> _Instructions for the task_
Locate every line in the records below that contains the word "tree", and copy each of those lines.

== Data to use ==

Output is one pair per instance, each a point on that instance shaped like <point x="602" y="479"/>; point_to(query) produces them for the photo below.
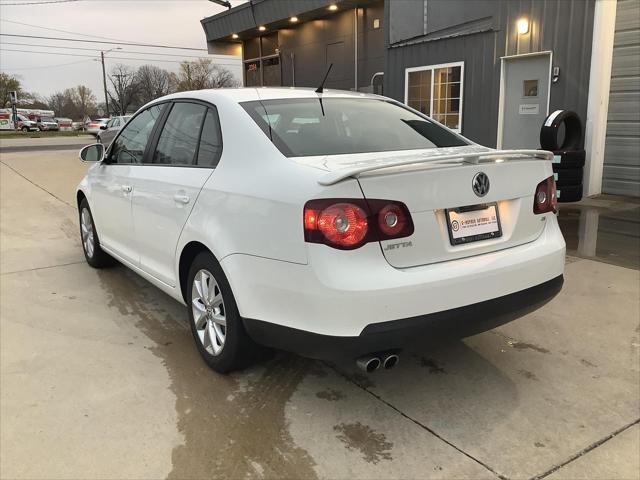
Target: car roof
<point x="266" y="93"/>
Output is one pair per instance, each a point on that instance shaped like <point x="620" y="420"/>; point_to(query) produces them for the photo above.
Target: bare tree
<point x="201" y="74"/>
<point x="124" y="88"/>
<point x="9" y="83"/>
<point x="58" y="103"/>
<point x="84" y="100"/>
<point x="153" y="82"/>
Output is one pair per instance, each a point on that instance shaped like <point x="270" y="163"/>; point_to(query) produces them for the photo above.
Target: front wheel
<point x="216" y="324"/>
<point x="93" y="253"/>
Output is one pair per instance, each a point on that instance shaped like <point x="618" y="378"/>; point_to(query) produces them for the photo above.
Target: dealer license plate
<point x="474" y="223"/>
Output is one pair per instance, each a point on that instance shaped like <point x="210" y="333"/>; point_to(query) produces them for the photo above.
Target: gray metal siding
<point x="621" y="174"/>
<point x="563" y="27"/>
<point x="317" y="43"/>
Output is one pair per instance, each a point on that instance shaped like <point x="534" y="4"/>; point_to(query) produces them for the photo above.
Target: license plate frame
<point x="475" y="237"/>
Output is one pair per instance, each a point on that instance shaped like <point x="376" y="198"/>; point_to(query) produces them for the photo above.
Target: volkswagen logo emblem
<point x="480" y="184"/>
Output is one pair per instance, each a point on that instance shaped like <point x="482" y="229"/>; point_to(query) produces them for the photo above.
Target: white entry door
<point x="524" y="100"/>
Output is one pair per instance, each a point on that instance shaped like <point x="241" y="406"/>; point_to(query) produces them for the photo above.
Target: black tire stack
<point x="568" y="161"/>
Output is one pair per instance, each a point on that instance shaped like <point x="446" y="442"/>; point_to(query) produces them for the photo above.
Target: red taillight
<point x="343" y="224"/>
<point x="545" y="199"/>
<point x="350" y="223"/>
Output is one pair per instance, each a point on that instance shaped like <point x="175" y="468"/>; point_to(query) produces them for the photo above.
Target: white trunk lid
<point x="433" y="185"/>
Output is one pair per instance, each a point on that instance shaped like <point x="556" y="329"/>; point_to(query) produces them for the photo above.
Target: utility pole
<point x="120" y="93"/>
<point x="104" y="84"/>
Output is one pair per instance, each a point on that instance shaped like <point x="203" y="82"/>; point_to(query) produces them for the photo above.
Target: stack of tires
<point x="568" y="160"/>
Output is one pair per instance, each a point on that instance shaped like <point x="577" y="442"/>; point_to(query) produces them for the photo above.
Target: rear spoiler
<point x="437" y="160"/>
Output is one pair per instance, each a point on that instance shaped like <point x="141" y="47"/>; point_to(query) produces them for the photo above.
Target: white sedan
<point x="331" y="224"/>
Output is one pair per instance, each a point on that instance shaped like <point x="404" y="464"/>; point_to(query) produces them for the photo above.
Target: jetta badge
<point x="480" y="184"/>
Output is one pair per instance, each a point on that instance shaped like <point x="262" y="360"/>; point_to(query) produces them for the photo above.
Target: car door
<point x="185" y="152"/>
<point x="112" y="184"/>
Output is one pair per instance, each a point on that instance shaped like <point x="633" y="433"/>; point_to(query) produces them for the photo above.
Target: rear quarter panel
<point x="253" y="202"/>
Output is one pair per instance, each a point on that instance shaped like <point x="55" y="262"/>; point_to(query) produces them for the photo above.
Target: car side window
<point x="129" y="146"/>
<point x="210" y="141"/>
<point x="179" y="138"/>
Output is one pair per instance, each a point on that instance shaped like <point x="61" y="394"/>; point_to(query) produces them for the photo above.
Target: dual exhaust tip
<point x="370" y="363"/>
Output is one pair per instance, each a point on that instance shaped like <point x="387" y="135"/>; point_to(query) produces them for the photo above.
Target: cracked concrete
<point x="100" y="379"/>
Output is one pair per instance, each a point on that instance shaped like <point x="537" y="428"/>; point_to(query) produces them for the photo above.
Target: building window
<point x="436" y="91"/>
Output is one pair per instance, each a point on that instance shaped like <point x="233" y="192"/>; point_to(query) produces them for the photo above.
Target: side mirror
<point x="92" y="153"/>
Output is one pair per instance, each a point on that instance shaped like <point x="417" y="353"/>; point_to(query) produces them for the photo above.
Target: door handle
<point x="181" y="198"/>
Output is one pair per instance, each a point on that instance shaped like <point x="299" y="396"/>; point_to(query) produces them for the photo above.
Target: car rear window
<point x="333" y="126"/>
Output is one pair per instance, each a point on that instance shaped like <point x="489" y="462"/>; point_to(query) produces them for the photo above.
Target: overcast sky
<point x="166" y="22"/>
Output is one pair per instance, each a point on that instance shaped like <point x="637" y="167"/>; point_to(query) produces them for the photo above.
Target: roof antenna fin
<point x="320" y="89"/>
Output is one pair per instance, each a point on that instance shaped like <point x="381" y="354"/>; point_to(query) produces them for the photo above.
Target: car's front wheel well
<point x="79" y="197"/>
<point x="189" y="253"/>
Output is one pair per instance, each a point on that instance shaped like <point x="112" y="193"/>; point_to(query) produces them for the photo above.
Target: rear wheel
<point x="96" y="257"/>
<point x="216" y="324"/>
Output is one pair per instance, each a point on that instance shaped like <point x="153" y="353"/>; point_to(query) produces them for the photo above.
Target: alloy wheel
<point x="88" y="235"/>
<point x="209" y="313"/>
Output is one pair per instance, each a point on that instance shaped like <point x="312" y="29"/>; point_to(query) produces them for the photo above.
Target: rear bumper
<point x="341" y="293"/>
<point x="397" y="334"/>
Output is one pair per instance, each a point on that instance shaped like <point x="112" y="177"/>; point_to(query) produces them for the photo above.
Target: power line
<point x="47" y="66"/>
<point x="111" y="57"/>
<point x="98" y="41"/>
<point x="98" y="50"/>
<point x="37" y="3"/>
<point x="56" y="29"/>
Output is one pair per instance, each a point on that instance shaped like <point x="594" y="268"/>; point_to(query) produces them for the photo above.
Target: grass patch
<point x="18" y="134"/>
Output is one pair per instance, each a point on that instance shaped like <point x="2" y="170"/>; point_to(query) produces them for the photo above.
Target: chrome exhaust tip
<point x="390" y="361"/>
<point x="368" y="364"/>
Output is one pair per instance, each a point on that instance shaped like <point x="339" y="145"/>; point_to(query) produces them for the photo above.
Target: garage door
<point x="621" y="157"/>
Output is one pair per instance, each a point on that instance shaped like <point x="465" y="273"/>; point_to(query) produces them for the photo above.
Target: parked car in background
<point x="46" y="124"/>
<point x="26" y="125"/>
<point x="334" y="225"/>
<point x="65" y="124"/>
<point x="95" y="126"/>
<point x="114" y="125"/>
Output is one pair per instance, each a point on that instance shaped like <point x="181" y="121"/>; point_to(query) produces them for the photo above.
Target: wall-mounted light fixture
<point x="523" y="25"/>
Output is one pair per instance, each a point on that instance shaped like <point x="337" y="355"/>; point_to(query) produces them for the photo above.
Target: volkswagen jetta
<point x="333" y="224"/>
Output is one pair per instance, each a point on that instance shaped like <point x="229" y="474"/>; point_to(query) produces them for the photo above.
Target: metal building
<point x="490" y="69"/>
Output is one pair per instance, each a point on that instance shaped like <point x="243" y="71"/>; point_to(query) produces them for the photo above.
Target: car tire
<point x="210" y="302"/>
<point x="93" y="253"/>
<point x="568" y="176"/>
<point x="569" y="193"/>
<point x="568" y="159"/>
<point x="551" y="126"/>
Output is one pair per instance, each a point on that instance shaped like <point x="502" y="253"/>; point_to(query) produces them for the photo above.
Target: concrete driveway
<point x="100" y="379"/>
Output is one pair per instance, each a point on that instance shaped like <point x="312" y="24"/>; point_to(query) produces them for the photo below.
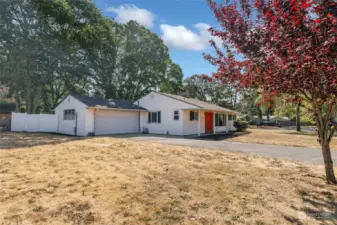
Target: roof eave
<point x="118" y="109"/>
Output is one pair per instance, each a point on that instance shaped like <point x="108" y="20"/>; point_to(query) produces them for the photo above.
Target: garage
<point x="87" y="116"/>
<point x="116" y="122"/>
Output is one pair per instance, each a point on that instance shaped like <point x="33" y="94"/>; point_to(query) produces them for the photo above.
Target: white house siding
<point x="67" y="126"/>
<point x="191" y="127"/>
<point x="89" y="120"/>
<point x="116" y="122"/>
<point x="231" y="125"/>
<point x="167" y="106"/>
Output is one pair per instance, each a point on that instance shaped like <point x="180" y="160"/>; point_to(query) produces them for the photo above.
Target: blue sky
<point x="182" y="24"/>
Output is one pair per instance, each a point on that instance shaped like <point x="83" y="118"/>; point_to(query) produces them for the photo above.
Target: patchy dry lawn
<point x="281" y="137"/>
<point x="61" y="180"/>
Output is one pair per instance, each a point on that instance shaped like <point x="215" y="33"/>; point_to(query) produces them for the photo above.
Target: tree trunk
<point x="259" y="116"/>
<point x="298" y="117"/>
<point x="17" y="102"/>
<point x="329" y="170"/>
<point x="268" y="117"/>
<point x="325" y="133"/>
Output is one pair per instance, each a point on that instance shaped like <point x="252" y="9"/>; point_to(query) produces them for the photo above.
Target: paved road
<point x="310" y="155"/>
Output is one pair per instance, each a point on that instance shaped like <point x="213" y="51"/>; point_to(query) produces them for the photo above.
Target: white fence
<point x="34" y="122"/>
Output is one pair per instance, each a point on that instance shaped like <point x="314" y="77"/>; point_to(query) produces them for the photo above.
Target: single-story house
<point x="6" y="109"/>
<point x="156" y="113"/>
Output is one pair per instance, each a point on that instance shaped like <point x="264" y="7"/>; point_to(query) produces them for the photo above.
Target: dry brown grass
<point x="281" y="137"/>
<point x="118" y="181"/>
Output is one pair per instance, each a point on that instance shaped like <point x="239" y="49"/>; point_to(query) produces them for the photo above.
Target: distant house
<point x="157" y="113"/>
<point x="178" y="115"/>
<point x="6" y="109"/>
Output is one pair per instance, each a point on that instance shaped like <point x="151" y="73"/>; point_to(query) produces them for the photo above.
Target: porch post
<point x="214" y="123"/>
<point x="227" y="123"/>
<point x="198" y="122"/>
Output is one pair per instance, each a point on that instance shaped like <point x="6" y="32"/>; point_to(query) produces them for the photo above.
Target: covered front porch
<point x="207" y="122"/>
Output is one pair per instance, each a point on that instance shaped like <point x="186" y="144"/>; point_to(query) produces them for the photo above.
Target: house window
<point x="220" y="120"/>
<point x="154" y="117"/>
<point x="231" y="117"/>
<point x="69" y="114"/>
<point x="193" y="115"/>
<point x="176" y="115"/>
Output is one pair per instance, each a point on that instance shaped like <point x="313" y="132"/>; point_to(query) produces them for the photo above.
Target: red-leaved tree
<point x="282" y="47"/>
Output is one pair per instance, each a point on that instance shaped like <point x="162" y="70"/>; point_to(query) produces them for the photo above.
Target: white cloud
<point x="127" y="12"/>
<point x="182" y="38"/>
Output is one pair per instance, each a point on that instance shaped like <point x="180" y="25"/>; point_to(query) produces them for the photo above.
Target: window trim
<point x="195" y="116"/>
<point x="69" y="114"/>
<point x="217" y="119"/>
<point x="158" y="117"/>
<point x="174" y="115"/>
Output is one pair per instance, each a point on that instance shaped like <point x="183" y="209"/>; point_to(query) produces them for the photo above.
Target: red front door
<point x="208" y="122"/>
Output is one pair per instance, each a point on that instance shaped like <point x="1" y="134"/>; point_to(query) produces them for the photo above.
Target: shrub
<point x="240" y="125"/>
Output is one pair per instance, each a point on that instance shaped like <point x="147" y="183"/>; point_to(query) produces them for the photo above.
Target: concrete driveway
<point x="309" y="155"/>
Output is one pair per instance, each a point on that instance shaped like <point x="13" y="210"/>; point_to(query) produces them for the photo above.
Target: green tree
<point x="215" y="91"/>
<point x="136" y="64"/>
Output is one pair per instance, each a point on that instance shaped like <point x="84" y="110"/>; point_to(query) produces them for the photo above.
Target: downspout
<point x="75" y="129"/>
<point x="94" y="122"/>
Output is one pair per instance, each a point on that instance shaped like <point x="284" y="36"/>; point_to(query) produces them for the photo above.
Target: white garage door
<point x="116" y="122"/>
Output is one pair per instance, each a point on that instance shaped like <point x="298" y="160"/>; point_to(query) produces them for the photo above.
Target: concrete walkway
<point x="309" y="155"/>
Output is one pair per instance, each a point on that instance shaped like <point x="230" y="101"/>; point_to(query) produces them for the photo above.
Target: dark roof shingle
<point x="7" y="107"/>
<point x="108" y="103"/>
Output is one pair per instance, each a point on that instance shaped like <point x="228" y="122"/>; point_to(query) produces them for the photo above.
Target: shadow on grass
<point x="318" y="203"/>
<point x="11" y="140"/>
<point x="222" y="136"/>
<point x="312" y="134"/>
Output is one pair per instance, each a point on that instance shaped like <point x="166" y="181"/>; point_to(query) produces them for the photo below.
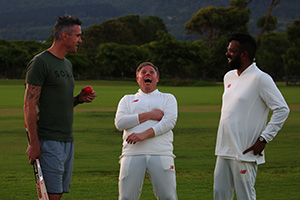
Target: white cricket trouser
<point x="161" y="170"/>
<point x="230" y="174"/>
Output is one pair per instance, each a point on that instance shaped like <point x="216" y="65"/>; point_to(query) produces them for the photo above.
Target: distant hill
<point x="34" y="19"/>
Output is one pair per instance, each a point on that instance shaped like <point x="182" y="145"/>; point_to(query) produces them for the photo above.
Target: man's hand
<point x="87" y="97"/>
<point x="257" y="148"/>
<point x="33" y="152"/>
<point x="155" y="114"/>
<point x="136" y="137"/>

===

> _Correct answer_
Target: bare tree
Target: tree trunk
Target: red-leaved tree
Target: green tree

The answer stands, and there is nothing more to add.